→ **Given task**:
Return every line of the data below without any change, keeping the original order.

☆ ☆ ☆ ☆ ☆

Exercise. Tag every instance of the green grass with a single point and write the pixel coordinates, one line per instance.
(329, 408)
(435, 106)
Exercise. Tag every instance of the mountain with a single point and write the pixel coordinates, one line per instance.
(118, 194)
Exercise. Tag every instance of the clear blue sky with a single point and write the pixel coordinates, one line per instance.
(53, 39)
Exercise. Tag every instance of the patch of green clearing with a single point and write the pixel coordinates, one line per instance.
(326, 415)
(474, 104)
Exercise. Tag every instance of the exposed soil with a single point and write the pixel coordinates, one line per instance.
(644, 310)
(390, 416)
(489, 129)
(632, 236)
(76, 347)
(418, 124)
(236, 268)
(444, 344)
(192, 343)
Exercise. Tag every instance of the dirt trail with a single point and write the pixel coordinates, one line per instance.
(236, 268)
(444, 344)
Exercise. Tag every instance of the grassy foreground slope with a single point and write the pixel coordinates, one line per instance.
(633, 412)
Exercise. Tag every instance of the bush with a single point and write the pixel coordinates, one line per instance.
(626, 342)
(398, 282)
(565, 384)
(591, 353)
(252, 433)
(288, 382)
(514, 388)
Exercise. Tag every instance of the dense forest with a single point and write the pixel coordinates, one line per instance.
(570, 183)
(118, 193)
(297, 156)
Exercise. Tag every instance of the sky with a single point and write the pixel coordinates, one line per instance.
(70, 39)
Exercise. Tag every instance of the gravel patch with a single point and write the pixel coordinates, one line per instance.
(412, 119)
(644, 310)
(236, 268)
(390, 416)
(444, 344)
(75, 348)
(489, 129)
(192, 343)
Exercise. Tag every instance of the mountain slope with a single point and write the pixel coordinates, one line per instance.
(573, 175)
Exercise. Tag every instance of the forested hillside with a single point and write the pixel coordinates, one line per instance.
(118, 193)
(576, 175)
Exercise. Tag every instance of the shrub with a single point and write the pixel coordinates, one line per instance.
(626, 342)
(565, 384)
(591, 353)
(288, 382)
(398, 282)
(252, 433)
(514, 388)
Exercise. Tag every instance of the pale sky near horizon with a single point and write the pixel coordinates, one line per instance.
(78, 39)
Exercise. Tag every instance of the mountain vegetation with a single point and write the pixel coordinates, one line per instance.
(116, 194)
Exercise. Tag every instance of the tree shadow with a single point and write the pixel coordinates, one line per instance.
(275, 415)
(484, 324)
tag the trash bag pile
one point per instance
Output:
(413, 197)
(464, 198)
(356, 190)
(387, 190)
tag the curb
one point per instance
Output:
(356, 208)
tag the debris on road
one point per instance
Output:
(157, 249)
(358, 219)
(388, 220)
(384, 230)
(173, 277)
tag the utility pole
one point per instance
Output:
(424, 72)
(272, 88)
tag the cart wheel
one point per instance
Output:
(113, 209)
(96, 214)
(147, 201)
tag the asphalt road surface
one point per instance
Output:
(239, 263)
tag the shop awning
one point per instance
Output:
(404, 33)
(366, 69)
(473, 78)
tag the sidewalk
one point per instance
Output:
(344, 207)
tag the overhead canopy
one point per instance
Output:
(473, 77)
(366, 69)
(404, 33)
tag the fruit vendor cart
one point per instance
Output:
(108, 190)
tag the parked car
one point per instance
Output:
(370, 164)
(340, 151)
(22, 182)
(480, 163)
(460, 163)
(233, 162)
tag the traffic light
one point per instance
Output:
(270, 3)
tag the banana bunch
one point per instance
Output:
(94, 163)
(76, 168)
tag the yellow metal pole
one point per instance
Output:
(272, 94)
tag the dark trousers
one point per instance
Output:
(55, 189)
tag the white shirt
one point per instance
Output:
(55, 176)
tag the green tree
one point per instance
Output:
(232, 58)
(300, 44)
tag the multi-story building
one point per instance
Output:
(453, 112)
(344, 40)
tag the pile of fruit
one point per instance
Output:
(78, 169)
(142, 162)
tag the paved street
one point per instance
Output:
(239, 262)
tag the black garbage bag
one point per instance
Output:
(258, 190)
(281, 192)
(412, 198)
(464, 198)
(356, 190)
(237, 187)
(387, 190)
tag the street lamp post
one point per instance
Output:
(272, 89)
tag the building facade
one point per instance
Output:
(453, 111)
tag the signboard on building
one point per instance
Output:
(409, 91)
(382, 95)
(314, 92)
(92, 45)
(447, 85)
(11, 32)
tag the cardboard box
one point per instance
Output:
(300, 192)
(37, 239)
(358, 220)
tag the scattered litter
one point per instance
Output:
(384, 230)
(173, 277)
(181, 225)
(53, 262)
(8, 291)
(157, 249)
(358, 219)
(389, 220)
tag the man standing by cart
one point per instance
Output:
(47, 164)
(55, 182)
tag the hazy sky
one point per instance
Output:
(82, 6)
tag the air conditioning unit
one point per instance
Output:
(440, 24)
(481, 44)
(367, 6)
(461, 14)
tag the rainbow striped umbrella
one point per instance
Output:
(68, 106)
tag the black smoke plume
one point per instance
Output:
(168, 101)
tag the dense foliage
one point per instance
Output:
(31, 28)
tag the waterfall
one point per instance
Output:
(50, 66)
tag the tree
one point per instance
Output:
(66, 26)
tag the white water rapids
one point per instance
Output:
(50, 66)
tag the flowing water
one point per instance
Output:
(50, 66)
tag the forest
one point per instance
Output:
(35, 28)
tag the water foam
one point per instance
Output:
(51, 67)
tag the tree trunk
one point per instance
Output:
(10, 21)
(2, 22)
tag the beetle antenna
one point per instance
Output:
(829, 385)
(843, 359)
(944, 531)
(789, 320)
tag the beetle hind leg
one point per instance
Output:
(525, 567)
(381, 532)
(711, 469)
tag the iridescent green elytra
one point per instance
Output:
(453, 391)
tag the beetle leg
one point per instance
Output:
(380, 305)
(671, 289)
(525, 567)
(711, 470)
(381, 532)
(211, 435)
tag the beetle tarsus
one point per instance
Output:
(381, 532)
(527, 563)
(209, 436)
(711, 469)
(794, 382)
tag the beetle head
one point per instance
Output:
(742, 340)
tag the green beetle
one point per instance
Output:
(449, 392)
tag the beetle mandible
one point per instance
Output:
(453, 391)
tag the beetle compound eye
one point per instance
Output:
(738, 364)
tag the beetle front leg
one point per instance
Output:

☆ ☆ ☆ ☆ ☆

→ **Task answer**:
Exercise. Tag every instance of the green grass with a single point and write the pixel coordinates, one line per instance.
(329, 408)
(435, 106)
Exercise. Tag every instance of the mountain with a single point and write the pixel coordinates, one line per instance.
(118, 194)
Exercise. Tag every instance of the clear blue sky with a single point and write the pixel coordinates, one line per instance.
(53, 39)
Exercise. Tag every instance of the patch of green clearing with a single point and write the pixel coordinates, one line per instance.
(326, 415)
(474, 104)
Exercise. Tag every instance of the exposed soil with a single point and write the pixel coordinates, one line per instance.
(644, 310)
(390, 416)
(489, 129)
(632, 236)
(76, 347)
(418, 124)
(236, 268)
(444, 344)
(192, 343)
Exercise. Tag every instance of the dirt trail with a single point and write the pixel coordinates, one line per instance.
(236, 268)
(444, 344)
Exercise. Tag every instance of the grassy foreground slope with a single point and write the pixel coordinates, one line per instance.
(633, 412)
Exercise. Tag every instance of the bush with a single point and write the pixel coordinates, one line per instance.
(626, 342)
(398, 282)
(565, 384)
(591, 353)
(252, 433)
(288, 382)
(514, 388)
Exercise. Tag every instance of the dense forest with a single point and write the pixel coordinates, one line per instance.
(570, 183)
(118, 193)
(297, 156)
Exercise. Tag every instance of the sky with a single point and write the pixel coordinates, one line per instance.
(70, 39)
Exercise. Tag every instance of the gravel patch with a single point and write the pixel coordinates, one line per instance.
(412, 119)
(644, 310)
(236, 268)
(390, 416)
(444, 344)
(75, 348)
(489, 129)
(192, 343)
Exercise. Tag every instance of the mountain slope with a single point and write the pixel coordinates, one line per instance.
(573, 175)
Exercise. Tag every instance of the forested hillside with a single point and write the pixel coordinates, one line per instance.
(118, 193)
(576, 175)
Exercise. Tag every instance of the shrub with a single point and write the pixel coordinates, one line per instance.
(626, 342)
(565, 384)
(591, 353)
(288, 382)
(398, 282)
(252, 433)
(514, 388)
Exercise. Tag every instance of the pale sky near horizon with a single point and write the pixel coordinates, one line per instance.
(78, 39)
Exercise. Tag every instance of the mountain vegetation with a single point and write the pixel coordinates, one line per instance.
(116, 194)
Exercise. Tag every instance of the tree shadow with a single point and write the pixel coordinates, one line per instance.
(275, 415)
(484, 324)
tag the trash bag pile
one point per instance
Output:
(413, 197)
(464, 198)
(356, 190)
(387, 190)
tag the curb
one point per instance
Output:
(356, 208)
tag the debris on road
one point per instance
Output:
(157, 249)
(358, 219)
(388, 220)
(384, 230)
(173, 277)
tag the utility pole
one point per instance
Output:
(424, 72)
(272, 88)
tag the cart wheel
one point per instance
Output:
(113, 209)
(96, 214)
(147, 201)
tag the asphalt road surface
one point per instance
Output:
(239, 263)
tag the shop awning
one point per instance
Output:
(404, 33)
(366, 69)
(473, 78)
tag the sidewalk
one point per instance
Output:
(344, 207)
tag the overhead canopy
one point per instance
Output:
(473, 77)
(366, 69)
(404, 33)
tag the fruit vendor cart
one point per instance
Output:
(108, 190)
tag the parked car
one point per instance
Output:
(370, 164)
(340, 151)
(22, 182)
(480, 163)
(460, 163)
(233, 162)
tag the traffic light
one point per instance
Output:
(270, 3)
tag the banana bunch
one point per instance
Output:
(94, 163)
(76, 168)
tag the yellow metal pole
one point per instance
Output:
(272, 94)
tag the dark trousers
one point per instance
Output:
(55, 189)
tag the white shirt
one point per instance
Output:
(55, 176)
tag the green tree
one point per instance
Output:
(232, 58)
(300, 44)
tag the multi-story building
one point per instance
Output:
(453, 112)
(344, 40)
tag the pile of fruit
one point per instance
Output:
(78, 169)
(142, 162)
tag the paved street
one point per instance
Output:
(239, 262)
tag the black garbage bag
one point per instance
Output:
(258, 190)
(281, 192)
(412, 198)
(464, 198)
(356, 190)
(237, 187)
(387, 190)
tag the street lamp post
one point per instance
Output:
(272, 89)
tag the building facade
one point per instance
Output:
(453, 111)
tag the signboard on building
one point per instance
Output:
(409, 91)
(382, 95)
(314, 92)
(92, 45)
(447, 85)
(11, 32)
tag the cardboard box
one point per instance
Output:
(300, 192)
(37, 239)
(358, 220)
tag the scattered litter
one point per instance
Output:
(384, 230)
(173, 277)
(181, 225)
(53, 262)
(8, 291)
(157, 249)
(358, 219)
(389, 220)
tag the man standing by cart
one point per instance
Output:
(47, 164)
(55, 182)
tag the hazy sky
one point per instance
Output:
(82, 6)
tag the air conditioning unit
one point per instance
Output:
(440, 24)
(481, 44)
(367, 6)
(461, 14)
tag the rainbow striped umbrella
one point per instance
Output:
(68, 106)
tag the black smoke plume
one point per instance
Output:
(168, 101)
tag the dense foliage
one point per instance
Output:
(31, 28)
tag the waterfall
one point per instance
Output:
(50, 66)
tag the tree
one point per instance
Output:
(66, 26)
tag the white water rapids
one point per instance
Output:
(50, 66)
tag the flowing water
one point per instance
Output:
(50, 66)
tag the forest
one point per instance
Output:
(35, 28)
tag the water foam
one point per instance
Output:
(51, 67)
tag the tree trunk
one point per instance
Output:
(10, 21)
(2, 22)
tag the beetle antenna
one point per instance
Output:
(829, 385)
(843, 359)
(944, 531)
(789, 320)
tag the beetle hind leg
one point per instance
Output:
(525, 567)
(381, 532)
(711, 469)
tag the iridescent green elytra
one point per instance
Output:
(453, 391)
tag the beetle leg
one point per instance
Output:
(380, 305)
(671, 289)
(525, 567)
(711, 470)
(381, 532)
(211, 435)
tag the beetle tarsus
one point per instance
Output:
(381, 532)
(527, 563)
(209, 436)
(711, 469)
(794, 382)
tag the beetle head
one point per instance
Output:
(742, 340)
tag the green beetle
one point per instance
Output:
(449, 392)
tag the beetle mandible
one point per instance
Output:
(453, 391)
tag the beetle compound eye
one point per instance
Output:
(738, 364)
tag the beetle front leg
one point per instance
Output:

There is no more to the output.